Questions on the material:
[1] Do the following statements agree with the brain injury account below? For each, answer yes or no and quote the words of the account that decide it. (a) The writer is still able to drive. (b) Before the injury, the writer had no history of mental health struggles. (c) The writer once worked in commercial banking.
[2] In the brain injury account below, what single word does the writer choose to summarize the journey?
[3] Reproduce word for word the part of the brain injury account below that opens with the words "Since my traumatic" and closes with "never needed before.".

If I had to summarize my brain injury journey in one word, it would be unrecognizable.

Before my injury, I was independent, driven, and financially stable. I ran my own business, earned a strong income, managed finances professionally, and built relationships with confidence. I had no history of mental health struggles. I trusted my brain. I trusted myself.

Since my traumatic brain injury, my life has changed in ways I never imagined possible.

Physically, I live with daily headaches, light and sound sensitivity, vertigo, seizures, and overwhelming neurological fatigue. I cannot drive anymore. I have blacked out in the shower. Stress causes nosebleeds. I struggle with neck and back pain that never fully goes away. I take medication every night just to sleep, and without proper sleep my symptoms spiral. I take antidepressant medication to prevent emotional crises. These are things I never needed before.

Cognitively, the changes are heartbreaking. I have severe memory problems and difficulty focusing. I cannot process information in real time the way I once could. Reading is harder. Conversations are harder. Decision-making is harder. I worked in commercial banking and ran a business, yet now I struggle with basic math and managing simple tasks. I often feel like my mind moves slower than the world around me. Sometimes I cannot find words. Sometimes I misunderstand what people are saying and do not realize it until later.

Extracted material:
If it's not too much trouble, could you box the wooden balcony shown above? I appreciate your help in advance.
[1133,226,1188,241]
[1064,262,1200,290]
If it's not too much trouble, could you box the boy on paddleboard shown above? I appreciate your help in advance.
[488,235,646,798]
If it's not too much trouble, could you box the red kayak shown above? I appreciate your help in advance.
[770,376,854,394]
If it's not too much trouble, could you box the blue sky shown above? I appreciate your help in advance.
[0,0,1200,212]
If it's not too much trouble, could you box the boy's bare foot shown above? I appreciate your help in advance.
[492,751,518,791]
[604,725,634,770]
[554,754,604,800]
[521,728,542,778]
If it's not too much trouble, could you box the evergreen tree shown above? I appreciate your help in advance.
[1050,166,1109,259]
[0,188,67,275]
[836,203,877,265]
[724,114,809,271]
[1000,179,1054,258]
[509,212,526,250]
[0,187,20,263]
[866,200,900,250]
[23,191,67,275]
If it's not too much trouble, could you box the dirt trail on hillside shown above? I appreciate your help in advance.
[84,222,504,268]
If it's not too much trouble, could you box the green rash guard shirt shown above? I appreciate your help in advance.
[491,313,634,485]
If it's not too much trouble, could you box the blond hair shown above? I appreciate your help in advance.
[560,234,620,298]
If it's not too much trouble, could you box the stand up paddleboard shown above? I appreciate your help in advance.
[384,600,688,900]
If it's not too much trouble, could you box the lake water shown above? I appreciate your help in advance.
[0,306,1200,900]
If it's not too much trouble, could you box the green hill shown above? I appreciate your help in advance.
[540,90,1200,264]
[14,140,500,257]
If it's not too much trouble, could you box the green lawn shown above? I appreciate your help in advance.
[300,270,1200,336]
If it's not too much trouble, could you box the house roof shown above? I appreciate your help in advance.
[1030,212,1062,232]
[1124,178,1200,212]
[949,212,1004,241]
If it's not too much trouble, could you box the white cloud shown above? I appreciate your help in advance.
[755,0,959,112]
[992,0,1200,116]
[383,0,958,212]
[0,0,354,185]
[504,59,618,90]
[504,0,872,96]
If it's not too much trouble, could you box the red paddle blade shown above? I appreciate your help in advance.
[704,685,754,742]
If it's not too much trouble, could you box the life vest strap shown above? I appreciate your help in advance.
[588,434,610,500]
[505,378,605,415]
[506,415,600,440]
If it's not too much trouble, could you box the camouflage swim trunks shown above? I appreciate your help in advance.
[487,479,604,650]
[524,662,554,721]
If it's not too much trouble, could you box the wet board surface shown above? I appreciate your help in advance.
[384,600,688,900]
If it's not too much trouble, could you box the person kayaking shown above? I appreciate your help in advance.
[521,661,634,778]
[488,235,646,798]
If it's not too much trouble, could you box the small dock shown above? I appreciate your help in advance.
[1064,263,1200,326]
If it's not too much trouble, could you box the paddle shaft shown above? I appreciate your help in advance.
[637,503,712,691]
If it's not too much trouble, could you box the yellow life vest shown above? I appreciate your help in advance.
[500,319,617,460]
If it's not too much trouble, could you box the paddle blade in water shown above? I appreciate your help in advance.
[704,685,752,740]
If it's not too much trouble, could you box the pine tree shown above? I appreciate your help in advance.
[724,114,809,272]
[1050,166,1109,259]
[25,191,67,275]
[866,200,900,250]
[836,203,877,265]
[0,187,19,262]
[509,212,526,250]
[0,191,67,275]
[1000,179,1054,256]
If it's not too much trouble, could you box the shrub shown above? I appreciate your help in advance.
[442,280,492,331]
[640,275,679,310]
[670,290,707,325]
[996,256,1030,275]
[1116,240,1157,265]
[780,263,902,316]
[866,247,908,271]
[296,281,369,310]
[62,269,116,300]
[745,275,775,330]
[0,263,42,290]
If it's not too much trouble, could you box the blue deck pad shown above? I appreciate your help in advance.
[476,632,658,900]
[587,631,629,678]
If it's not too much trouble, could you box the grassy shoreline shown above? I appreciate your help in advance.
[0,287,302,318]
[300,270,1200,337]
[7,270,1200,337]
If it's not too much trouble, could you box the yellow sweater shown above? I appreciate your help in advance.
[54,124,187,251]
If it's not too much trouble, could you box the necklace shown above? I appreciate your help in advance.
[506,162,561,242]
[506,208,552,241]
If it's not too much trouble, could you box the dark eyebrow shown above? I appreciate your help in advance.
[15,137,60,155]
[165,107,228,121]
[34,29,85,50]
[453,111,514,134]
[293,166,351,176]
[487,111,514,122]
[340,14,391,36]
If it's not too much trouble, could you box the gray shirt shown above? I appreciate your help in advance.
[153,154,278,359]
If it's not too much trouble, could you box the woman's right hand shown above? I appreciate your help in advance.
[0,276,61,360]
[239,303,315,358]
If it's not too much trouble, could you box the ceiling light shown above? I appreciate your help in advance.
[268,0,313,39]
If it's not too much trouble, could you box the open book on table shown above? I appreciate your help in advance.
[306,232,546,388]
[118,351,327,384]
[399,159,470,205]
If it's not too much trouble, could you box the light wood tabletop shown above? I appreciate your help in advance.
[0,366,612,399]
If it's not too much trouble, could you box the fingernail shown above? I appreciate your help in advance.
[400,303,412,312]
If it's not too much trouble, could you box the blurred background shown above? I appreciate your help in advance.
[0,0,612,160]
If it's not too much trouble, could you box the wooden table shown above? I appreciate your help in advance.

Problem solutions:
[1]
(a) No: "I cannot drive anymore."
(b) Yes: "I had no history of mental health struggles."
(c) Yes: "I worked in commercial banking and ran a business"

[2] Unrecognizable.

[3]
Since my traumatic brain injury, my life has changed in ways I never imagined possible.

Physically, I live with daily headaches, light and sound sensitivity, vertigo, seizures, and overwhelming neurological fatigue. I cannot drive anymore. I have blacked out in the shower. Stress causes nosebleeds. I struggle with neck and back pain that never fully goes away. I take medication every night just to sleep, and without proper sleep my symptoms spiral. I take antidepressant medication to prevent emotional crises. These are things I never needed before.